GIVEN TEXT
*** Block opens ***

Martin v. R. – TCC: Tax Court treats appellant as vexatious litigant in an effort to control its processes

Bill Innes on Current Tax Cases

http://decision.tcc-cci.gc.ca/tcc-cci/decisions/en/item/66928/index.do New Window

Martin v. The Queen (February 19, 2014 – 2014 TCC 57) is an interesting example of one of the rare cases in which the Tax Court essentially determines that an appellant is a vexatious litigant and curtails their access to the processes of the court. The background was typically odd:

[1] The Court has before it five motions filed by the appellant and a motion to quash the subpoena addressed to Claude Prévost.

[2] The appellant is appealing from the determination of a loss. It is not entirely clear what the nature of the loss is, but it appears to be a capital loss of more than $14,000,000 related to the loss of his clients. At times, the appellant also seemed to be expecting other outcomes that are not under the Court’s jurisdiction.

[3] If a party wishes to examine an individual other than a party, it must receive prior authorization from the Court. This is in accordance with Rule 99 of the Tax Court of Canada Rules (General Procedure).

[4] Absent such an order, a third party is under no obligation to answer the party’s questions.

*** Block closes ***

EXTRACTED RECORDS
*** Block opens ***

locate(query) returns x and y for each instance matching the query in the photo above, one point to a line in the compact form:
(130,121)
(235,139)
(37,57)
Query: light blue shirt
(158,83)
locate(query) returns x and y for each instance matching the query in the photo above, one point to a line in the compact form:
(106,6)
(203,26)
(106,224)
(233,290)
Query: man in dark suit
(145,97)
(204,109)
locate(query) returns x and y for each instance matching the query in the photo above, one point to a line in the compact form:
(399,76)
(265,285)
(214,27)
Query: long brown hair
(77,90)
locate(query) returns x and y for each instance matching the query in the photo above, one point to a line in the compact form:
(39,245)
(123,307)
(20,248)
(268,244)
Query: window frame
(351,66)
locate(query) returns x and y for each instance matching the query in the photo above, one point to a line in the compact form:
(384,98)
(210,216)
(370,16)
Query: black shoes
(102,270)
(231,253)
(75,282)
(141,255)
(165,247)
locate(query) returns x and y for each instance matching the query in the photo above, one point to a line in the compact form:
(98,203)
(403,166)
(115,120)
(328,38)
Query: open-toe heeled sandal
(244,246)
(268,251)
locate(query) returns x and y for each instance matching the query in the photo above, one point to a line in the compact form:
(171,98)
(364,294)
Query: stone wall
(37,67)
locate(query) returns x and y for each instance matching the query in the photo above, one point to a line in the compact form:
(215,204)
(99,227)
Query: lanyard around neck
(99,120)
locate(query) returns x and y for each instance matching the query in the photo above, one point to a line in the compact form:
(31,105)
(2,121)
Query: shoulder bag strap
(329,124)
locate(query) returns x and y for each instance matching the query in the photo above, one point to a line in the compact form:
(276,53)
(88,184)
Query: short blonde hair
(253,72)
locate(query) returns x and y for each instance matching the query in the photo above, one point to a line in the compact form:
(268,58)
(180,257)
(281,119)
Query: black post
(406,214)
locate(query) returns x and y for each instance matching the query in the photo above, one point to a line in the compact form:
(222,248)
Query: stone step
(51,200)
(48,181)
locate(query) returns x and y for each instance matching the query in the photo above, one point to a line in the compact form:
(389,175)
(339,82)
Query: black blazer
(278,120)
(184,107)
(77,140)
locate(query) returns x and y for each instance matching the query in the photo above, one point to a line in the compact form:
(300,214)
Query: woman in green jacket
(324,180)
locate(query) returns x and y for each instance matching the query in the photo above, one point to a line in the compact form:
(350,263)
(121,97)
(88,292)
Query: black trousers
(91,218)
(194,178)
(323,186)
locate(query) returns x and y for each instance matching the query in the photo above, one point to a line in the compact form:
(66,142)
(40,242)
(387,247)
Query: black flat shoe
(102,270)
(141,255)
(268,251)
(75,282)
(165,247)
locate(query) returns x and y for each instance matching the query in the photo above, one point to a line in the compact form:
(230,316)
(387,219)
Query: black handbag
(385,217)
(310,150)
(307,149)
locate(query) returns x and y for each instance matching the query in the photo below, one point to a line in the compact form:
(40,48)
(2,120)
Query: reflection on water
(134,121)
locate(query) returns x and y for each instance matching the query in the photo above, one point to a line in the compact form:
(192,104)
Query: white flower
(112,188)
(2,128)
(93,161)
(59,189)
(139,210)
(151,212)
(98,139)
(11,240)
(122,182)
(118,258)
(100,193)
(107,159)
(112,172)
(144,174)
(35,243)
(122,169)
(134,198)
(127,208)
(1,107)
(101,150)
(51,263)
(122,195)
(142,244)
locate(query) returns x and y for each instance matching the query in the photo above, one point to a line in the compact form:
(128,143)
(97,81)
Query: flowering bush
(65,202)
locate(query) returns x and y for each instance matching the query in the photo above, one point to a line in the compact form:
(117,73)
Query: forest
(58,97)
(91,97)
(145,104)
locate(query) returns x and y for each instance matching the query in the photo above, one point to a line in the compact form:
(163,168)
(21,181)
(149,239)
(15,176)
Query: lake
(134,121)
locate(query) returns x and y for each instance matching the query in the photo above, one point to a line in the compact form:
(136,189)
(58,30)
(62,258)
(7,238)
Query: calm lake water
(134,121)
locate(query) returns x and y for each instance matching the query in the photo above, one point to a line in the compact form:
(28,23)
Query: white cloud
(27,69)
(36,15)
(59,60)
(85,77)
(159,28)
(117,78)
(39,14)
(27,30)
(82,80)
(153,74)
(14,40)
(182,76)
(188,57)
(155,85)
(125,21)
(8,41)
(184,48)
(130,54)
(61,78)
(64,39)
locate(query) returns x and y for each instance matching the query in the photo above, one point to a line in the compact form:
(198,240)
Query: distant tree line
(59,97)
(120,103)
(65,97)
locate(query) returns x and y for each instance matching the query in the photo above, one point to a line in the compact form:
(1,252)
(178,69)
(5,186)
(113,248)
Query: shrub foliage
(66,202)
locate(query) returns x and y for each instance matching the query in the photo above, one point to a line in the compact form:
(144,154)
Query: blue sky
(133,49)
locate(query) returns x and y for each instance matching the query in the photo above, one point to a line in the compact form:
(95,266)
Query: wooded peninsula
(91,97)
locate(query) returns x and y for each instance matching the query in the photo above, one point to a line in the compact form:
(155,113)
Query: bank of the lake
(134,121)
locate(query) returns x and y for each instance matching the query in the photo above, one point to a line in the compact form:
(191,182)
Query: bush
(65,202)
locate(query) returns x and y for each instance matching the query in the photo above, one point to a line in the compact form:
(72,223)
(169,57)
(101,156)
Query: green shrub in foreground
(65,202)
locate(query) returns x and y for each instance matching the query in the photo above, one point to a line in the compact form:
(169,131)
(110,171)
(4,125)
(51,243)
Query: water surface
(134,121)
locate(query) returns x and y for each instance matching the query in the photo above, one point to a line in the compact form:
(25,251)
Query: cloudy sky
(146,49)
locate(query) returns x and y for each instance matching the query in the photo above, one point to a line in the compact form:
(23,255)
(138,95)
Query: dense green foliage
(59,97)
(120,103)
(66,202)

*** Block closes ***

ABOUT THIS EXERCISE
Resume the Tax Court case summary about Martin v. The Queen from where it stops.

RESULT
[5] The appellant did not obtain an order under Rule 99, but sent written questions to five individuals who are not parties.

[6] The five individuals in question did not respond and the appellant filed motions for the Court to order:

(a) the arrest of these five individuals;

(b) the detention of these five individuals until they answer the written questions.

[7] The appellant did not convince me that there is any basis to these motions.

[8] The five individuals had no obligation to answer the questions the appellant had sent.

[9] As a result, the five motions are dismissed.

The subpoena purportedly issued in support of the motions was quashed.

The appellant had been involved in similar prior proceedings before the Tax Court. In light of all the circumstances the Court determined to limit his access to the Court’s processes:

[20] As a result, considering the Court’s inherent power to control its process, it orders the following, of its own initiative and for the purpose of avoiding unnecessary proceedings:

(a) In this proceeding:

(i) the appellant shall obtain the Court’s authorization prior to filing new motions;

(ii) the appellant shall obtain the Court’s authorization prior to obtaining a subpoena to summon an individual to appear at the hearing of a motion.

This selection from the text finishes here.